• [KUTIPAN TEKS]:
____________

NKRI NEWS – Isu kebangkitan komunisme atau PKI kembali menghangat usai diadakan simposium nasional yang membahas tragedi kemanusiaan 1...
NKRI NEWS – Isu kebangkitan komunisme atau PKI kembali menghangat usai diadakan simposium nasional yang membahas tragedi kemanusiaan 1965. Pihak-pihak yang diduga terlibat dalam tragedi kemanusiaan 1965 dan sesudahnya segera melakukan reaksi dengan menggelar simposiun tandingan. Kegiatan simposium tandingan ini diselenggarakan Persatuan Purnawirawan Angkatan Darat (PPAD) dan sejumlah ormas radikal yang mengaku menjunjung tinggi Pancasila.
Pancasila dipersepsikan sebagai ideologi negara yang terancam keberadaannya oleh ideologi komunis atau PKI. Kebangkitan komunisme dan PKI merupakan lagu lama yang senantiasa akan diputar ulang oleh pihak-pihak yang berkepentingan menyembunyikan fakta-fakta kekejaman dan tragedi kemanusiaan yang terjadi pada 1965-1966.

____________

• [INFORMASI YANG DIEKSTRAKSI]:
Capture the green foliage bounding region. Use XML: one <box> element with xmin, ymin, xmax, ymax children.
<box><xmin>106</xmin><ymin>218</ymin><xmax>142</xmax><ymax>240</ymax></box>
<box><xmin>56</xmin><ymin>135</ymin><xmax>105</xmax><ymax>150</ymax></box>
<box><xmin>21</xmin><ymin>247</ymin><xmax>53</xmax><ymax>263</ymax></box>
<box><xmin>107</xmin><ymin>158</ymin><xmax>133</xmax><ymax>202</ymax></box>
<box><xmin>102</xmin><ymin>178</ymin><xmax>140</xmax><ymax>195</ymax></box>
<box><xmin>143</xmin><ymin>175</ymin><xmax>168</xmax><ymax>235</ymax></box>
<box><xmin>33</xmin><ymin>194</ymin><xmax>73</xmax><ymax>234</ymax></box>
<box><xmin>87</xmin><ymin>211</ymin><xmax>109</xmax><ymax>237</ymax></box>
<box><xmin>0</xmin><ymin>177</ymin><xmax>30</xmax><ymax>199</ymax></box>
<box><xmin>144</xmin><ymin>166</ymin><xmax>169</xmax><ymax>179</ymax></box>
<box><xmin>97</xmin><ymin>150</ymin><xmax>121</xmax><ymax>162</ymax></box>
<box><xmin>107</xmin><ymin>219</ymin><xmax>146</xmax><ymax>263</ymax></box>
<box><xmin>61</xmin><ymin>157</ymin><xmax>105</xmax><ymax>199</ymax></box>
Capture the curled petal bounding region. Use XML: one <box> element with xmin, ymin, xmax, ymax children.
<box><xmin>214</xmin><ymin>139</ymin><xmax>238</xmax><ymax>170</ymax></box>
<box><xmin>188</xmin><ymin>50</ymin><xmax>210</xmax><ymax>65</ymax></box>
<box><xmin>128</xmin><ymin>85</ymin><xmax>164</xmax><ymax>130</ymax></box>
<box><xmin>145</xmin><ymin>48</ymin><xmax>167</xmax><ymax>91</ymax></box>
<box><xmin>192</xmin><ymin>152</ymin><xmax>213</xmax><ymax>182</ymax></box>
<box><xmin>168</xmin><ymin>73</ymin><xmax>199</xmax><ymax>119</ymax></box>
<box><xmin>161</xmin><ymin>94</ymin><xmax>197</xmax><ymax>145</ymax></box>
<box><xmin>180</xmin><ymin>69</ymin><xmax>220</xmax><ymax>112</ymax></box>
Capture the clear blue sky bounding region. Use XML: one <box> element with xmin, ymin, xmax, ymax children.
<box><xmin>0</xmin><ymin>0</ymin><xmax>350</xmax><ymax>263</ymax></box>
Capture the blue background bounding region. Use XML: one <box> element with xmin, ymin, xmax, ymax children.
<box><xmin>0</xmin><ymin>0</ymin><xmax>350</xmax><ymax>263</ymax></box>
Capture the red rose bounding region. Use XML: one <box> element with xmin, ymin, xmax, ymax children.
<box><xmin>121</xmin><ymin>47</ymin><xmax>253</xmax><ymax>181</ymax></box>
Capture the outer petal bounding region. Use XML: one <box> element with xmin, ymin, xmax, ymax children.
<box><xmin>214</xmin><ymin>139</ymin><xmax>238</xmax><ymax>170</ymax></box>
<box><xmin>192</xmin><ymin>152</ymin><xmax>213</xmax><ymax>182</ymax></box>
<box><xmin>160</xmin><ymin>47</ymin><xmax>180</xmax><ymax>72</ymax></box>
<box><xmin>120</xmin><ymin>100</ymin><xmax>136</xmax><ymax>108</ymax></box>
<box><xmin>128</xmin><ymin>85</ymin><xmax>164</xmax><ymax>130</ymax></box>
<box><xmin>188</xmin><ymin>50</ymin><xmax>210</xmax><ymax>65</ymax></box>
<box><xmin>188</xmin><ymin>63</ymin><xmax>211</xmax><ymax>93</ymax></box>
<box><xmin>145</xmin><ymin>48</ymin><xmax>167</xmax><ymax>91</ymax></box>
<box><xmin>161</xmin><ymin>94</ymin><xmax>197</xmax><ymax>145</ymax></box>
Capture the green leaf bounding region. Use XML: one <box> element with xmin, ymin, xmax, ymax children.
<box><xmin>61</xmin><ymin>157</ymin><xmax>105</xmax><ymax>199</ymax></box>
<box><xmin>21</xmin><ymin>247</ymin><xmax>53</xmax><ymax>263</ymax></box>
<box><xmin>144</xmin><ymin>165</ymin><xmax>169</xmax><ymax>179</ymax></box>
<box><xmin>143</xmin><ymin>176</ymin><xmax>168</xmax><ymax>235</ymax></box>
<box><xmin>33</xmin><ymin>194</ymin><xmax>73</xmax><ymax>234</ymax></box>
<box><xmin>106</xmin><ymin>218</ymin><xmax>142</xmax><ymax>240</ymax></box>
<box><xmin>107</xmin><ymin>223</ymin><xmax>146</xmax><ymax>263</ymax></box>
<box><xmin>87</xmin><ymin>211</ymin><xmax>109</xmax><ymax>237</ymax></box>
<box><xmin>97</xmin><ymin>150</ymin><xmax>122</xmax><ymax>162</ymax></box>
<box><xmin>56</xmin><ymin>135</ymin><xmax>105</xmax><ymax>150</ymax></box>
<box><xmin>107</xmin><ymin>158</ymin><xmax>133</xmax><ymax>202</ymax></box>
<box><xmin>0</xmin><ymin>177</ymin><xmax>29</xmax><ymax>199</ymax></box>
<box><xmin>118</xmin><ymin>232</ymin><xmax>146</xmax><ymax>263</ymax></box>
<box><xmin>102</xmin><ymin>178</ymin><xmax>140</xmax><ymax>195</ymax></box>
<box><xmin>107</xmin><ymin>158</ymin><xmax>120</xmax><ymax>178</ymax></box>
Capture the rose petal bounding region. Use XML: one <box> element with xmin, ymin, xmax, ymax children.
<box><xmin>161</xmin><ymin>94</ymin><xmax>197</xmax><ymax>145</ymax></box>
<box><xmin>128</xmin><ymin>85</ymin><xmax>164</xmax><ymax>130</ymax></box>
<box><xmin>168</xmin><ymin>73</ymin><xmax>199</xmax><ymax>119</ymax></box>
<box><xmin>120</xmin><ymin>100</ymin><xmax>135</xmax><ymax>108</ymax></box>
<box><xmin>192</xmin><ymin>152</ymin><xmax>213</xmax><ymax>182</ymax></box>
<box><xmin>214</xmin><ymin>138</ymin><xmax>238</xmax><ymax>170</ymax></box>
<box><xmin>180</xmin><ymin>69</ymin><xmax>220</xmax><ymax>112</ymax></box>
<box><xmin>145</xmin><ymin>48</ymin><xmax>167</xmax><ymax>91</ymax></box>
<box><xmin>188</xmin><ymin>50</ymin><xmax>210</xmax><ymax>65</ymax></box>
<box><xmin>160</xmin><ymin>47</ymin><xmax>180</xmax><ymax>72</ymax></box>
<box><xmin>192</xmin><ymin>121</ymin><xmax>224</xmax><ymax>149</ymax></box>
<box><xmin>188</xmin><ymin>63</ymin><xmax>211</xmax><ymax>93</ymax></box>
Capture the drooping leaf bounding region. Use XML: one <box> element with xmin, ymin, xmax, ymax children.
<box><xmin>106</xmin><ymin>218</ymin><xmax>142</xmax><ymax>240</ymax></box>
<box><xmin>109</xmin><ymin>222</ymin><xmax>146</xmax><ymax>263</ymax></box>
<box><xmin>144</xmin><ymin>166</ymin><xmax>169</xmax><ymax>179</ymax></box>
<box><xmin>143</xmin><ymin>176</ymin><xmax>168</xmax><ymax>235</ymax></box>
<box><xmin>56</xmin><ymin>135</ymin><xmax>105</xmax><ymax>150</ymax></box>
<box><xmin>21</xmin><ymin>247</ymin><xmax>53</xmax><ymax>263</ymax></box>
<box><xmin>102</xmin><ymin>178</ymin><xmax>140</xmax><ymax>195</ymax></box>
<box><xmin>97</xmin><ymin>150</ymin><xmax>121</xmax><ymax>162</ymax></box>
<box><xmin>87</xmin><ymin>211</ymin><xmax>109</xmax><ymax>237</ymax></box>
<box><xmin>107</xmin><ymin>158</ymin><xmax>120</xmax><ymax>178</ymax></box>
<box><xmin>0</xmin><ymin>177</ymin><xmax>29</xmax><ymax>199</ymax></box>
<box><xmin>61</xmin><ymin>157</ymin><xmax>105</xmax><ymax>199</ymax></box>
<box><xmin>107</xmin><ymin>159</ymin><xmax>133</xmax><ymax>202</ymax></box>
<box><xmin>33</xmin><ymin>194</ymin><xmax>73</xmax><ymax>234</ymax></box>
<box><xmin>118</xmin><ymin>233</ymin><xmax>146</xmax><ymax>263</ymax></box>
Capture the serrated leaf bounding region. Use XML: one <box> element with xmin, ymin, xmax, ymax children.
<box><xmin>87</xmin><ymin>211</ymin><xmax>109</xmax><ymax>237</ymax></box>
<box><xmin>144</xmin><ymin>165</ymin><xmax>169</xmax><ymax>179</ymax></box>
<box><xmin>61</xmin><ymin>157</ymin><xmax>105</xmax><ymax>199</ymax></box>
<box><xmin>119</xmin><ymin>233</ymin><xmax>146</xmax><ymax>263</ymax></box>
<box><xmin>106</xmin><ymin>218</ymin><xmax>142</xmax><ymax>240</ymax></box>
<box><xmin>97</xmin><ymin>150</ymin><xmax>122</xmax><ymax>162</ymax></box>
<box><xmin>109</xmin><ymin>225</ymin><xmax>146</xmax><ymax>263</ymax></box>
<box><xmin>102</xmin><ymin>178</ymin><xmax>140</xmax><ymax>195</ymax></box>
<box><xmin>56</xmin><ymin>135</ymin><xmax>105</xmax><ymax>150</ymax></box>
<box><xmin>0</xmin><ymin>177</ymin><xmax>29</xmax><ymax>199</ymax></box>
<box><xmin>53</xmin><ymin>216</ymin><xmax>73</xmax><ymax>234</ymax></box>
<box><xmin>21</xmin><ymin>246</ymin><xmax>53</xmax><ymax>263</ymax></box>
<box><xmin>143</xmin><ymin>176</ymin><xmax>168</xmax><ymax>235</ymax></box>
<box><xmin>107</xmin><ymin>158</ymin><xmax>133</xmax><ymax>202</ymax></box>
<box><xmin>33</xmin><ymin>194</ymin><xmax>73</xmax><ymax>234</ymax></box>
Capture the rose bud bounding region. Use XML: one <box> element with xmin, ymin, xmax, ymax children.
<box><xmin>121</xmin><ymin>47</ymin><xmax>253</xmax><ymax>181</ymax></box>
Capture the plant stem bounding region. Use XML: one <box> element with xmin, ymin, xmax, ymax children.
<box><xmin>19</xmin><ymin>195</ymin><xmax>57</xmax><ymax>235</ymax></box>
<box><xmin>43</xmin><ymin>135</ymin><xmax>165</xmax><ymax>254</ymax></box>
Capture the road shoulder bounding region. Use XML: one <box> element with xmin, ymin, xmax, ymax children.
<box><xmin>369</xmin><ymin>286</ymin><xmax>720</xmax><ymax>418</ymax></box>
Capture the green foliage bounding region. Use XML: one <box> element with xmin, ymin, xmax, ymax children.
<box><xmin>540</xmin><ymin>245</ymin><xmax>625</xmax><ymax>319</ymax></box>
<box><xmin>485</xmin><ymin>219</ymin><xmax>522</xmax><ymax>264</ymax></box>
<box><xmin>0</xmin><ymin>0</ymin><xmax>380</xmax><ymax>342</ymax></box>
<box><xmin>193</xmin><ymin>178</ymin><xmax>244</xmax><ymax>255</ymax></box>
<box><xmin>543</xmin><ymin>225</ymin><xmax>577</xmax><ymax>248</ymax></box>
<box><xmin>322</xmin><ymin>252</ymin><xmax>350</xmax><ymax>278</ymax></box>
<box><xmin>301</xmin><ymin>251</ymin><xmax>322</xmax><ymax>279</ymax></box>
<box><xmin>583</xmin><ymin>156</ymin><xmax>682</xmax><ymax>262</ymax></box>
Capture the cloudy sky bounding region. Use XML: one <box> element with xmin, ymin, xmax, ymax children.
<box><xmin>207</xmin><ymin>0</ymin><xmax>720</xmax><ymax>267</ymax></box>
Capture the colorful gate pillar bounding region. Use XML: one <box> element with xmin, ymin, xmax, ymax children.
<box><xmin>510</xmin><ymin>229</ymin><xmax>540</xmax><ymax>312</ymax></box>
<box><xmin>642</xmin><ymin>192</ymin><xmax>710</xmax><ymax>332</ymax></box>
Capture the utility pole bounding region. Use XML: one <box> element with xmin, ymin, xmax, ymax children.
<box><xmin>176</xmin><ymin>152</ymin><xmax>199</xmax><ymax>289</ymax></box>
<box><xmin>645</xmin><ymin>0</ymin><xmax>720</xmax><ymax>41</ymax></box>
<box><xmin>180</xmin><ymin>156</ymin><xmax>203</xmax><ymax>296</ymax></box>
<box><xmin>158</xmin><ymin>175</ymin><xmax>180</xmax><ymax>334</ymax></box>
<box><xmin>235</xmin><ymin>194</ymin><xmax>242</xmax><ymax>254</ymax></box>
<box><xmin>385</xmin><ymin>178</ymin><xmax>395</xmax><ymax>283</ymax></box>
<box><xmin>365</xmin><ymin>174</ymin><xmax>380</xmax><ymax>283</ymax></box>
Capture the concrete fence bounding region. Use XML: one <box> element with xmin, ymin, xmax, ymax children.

____________

• [TUJUAN 1]:
Jawab pertanyaan berikut berdasarkan teks tentang isu kebangkitan PKI:
(a) Siapa yang menyelenggarakan simposium tandingan?
(b) Ideologi apa yang dipersepsikan terancam, dan oleh ideologi apa?
(c) Pada tahun berapa terjadi kekejaman dan tragedi kemanusiaan yang disebut dalam kalimat terakhir teks?
• [TUJUAN 2]: Ringkas paragraf teks tentang isu kebangkitan PKI yang diawali "Pancasila dipersepsikan sebagai ideologi negara" menjadi lebih singkat tanpa menghilangkan fakta utamanya.
• [TUJUAN 3]: Tuntaskan bagian berikutnya dari teks tentang isu kebangkitan PKI, dimulai setelah kalimat terakhirnya.

• [JAWABAN LATIHAN 1]:
(a) Persatuan Purnawirawan Angkatan Darat (PPAD) dan sejumlah ormas radikal yang mengaku menjunjung tinggi Pancasila.
(b) Pancasila sebagai ideologi negara, yang dipersepsikan terancam oleh ideologi komunis atau PKI.
(c) Pada 1965-1966.

• [JAWABAN LATIHAN 2]: Pancasila dianggap sebagai ideologi negara yang terancam oleh komunisme atau PKI. Isu kebangkitan komunisme dan PKI adalah lagu lama yang terus diulang oleh pihak yang berkepentingan menutupi fakta kekejaman dan tragedi kemanusiaan 1965-1966.

• [JAWABAN LATIHAN 3]:
Pada hal, pemerintah Jokowi memiliki maksud dan tujuan agar bangsa Indonesia tidak terus dibebani masalah di masa lalu, menyangkut terjadinya pelanggaran hak asasi manusia pada 1965-1966. Para jenderal-jenderal purnawirawan Angkatan Darat seharusnya membantu memulihkan nama baik Indonesia sebagai bangsa yang beradab dan menghormati nilai-nilai kemanusiaan. Penyelesaian tragedi kemanusiaan 1965-1966 demi kebaikan bangsa dan negara amat penting di mata masyarakat internasional supaya Indonesia tidak dituduh sebagai bangsa tak beradab karena menutup-nutupi pembantaian massal.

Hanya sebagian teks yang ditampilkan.